**Goal of the exercise:**
From the entries below, list each line with "vehicle".

Stored records:
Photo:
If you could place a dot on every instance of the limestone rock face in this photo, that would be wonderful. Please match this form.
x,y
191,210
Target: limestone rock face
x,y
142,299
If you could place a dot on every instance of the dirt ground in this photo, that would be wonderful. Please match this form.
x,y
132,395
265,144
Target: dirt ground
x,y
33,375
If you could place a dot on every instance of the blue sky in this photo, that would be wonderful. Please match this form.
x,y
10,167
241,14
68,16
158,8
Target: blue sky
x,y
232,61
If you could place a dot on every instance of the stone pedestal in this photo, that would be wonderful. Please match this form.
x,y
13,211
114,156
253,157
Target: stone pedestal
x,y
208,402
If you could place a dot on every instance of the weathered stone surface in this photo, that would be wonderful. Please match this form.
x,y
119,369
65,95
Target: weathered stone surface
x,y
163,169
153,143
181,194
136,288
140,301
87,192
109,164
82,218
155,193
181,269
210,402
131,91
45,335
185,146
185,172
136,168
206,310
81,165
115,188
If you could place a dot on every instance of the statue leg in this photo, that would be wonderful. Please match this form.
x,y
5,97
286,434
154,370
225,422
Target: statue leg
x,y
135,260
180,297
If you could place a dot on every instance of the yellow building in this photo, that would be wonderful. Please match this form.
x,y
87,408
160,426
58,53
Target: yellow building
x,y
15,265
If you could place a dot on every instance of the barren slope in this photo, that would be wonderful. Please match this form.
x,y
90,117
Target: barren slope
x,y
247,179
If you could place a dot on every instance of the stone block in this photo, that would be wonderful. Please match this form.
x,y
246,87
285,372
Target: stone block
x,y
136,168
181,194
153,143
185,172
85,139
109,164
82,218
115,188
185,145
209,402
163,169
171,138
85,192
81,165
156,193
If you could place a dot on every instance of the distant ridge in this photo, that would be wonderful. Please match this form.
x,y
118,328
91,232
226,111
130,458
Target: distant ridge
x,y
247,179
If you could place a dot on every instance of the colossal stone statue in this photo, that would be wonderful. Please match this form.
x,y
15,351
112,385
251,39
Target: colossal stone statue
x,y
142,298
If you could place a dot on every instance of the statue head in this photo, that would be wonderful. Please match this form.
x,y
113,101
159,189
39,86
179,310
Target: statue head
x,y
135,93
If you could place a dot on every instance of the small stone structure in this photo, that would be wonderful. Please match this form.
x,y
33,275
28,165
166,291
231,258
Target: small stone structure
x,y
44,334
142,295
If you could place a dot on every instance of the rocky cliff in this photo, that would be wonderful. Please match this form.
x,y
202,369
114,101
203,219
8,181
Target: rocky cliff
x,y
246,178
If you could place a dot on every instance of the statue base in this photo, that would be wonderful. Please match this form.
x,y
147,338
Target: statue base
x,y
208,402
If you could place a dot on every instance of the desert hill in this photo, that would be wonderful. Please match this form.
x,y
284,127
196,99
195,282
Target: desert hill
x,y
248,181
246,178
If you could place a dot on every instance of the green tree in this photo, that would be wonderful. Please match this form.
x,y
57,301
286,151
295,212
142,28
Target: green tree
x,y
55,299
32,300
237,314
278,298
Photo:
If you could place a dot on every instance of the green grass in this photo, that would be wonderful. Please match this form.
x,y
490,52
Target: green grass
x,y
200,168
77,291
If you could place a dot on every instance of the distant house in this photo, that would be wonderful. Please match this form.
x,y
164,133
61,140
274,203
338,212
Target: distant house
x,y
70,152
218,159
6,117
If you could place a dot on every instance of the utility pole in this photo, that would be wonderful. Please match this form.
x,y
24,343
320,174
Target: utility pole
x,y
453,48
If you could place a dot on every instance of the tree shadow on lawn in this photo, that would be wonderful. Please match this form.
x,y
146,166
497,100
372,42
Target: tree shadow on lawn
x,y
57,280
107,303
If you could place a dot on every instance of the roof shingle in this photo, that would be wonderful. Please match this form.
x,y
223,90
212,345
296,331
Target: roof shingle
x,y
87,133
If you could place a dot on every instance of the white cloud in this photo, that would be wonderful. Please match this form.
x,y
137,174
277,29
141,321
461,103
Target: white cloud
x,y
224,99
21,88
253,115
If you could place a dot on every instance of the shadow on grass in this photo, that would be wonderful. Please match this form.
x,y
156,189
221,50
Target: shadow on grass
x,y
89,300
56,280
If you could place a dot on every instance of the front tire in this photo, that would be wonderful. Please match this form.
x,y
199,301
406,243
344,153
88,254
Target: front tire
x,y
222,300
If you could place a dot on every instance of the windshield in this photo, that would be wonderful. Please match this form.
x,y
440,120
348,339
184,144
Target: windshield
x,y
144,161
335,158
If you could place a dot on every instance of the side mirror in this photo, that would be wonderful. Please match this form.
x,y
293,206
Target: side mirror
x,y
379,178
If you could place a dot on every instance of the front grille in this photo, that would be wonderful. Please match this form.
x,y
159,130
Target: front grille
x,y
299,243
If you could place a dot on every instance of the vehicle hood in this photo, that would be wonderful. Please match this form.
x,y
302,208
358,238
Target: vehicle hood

**Written reply:**
If you could place a dot on every instance of the vehicle hood in this photo, that would be wonderful. Please match this form.
Target: vehicle hood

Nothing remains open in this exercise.